== Written instruction 1 ==
Using the free web hosting thread below, answer these:
(a) What size is the site the first poster's friend made?
(b) Which site does cheetah call the best for forum hosting?
(c) According to drgrudge, what does the linked topic contain?
== Written instruction 2 ==
Continue the free web hosting thread below, starting after its last post.

== Selection ==
═══
# FREE WEB HOSTING SITES



## AGENT_SMITH (Jan 15, 2005)

MY FRIEND HAS MADE ONE, THE SIZE IS OF ABOUT 29 MB
CAN ANYONE TELL ME CAN ONE UPLOAD A SITE
CAN ANY ONE NAME SOME FREE WEB HOSTING SITES ?


----------



## firewall (Jan 15, 2005)

www.freewebhostingtalk.com




a.m


----------



## go4inet (Jan 15, 2005)

Check : Free Hosting
A big list there !


----------



## cheetah (Jan 15, 2005)

www.100free.com
www.50m.com
www.250free.com

For forum hosting www.ezforum.org is the best.The only wit no banner ads and personalised logo,unlimited bandwidth,Unlited Space. etc etc etc.


----------



## drgrudge (Jan 15, 2005)

Dont know when u guys learn to search!
See bat's unofficial rules

And also, this topic is also discussed a hell lots of time.
*www.thinkdigit.com/forum/viewtopic.php?t=9284

It has the list of 100 best providers.
═══
== Recorded information ==
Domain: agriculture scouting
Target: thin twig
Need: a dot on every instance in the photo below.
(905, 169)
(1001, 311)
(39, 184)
═══
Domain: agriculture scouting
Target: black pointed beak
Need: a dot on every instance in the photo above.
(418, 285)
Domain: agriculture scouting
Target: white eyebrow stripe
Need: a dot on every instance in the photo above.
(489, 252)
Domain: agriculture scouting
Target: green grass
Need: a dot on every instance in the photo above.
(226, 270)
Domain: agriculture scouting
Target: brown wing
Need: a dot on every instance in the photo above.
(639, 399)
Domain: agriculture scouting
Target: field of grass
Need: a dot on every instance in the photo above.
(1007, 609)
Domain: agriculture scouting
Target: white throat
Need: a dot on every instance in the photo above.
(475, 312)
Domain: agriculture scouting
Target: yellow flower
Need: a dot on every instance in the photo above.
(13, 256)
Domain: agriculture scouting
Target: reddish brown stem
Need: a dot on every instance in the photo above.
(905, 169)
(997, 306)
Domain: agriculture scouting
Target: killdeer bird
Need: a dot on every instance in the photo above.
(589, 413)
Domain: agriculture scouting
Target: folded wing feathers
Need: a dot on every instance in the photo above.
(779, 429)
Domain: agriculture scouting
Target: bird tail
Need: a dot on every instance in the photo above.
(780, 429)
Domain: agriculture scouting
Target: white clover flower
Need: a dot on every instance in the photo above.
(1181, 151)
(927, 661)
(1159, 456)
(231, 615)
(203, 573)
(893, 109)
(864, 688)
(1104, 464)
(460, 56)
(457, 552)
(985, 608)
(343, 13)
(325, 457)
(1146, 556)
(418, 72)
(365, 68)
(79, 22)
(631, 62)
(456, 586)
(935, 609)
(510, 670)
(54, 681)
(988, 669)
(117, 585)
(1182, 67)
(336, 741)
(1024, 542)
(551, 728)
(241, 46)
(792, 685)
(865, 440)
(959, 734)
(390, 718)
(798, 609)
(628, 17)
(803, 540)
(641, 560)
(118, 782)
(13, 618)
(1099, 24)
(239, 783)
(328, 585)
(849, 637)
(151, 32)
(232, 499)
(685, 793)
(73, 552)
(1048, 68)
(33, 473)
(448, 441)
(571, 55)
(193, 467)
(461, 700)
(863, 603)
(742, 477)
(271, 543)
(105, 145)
═══
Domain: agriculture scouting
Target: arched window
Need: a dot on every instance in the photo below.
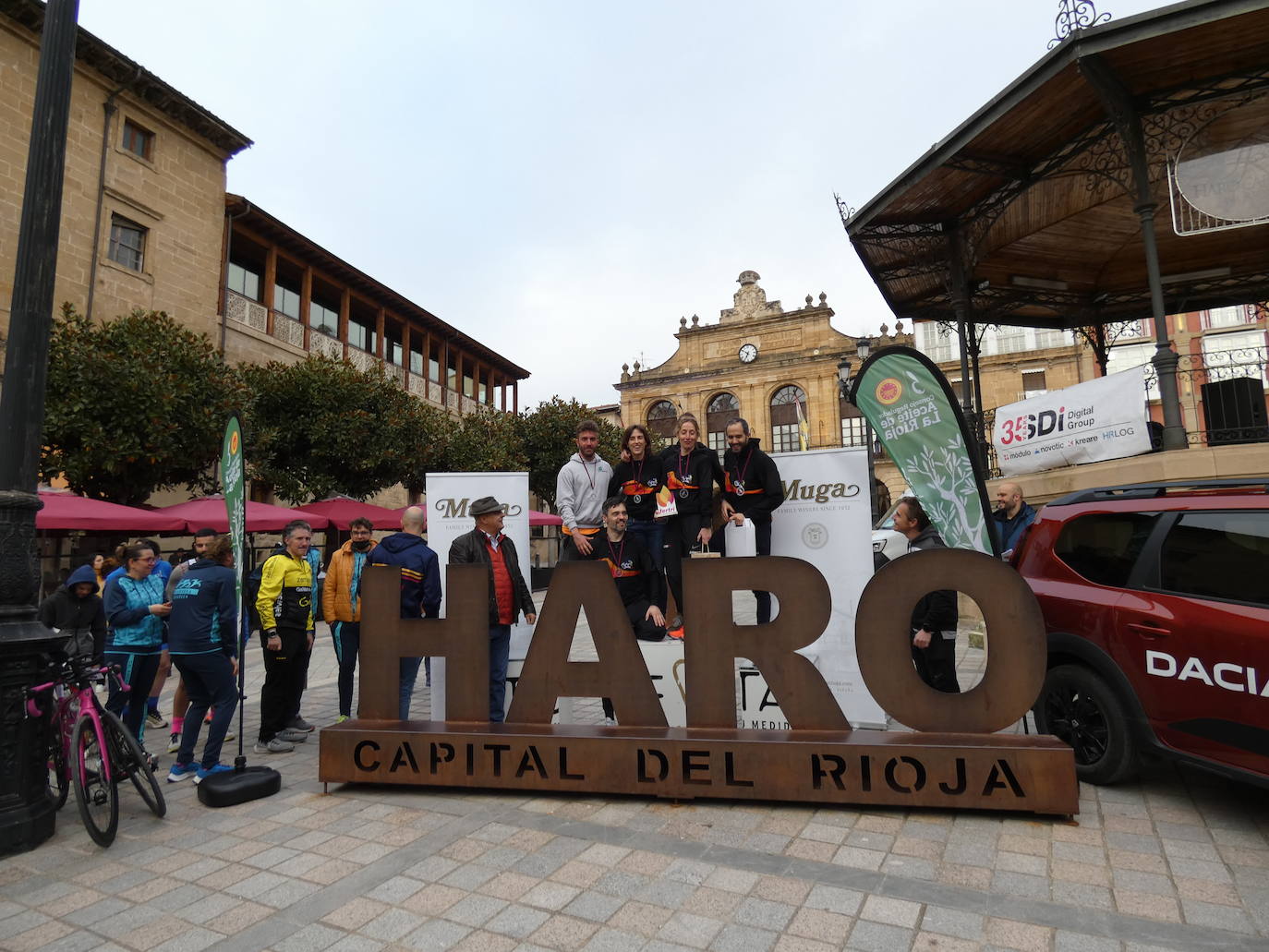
═══
== Final answer 1 ==
(a) About 29 MB.
(b) www.ezforum.org.
(c) The list of 100 best providers.

== Final answer 2 ==
----------



## Saharika (Jan 16, 2005)

can any body tell me 
what is good free host where asp with access 
or php with mysql works
i am trying test some codes of www.hotscripts.com
but every time it reaches to database things ,the all my upload go in to vain..
either cannot connect with database 
or 
cannot display ...

i dont think that all the files in that hotscripts.com contains error
dont suggest from the features of web host ..
i have found 100...which says it does support those stuff but in pratical ..0
may be my in experinece as well
so some thing easy to understand and easy interface from your experence
any?


----------



## Slam Team (Jan 16, 2005)

*Make ur pc a web server !!!*

CIS WebServer is basically a webserver which makes your PC a virtual web host. It makes available your website on the web from your computer. Which means you can host your website on your PC rather than looking for those free host or paying your web hosting company.

Screenshot:

*cisindia.net/webserver/tutorial/img/1.jpg



Download CIS Webserver from *webserver.cisindia.net

                                             - Courtesy (*www.go4i.net)


----------



## sting (Jan 17, 2005)

*www.spiralpages.com/

*www.ihpowered.com


----------



## allindrome (Jan 17, 2005)

A search engine is always beter in such cases .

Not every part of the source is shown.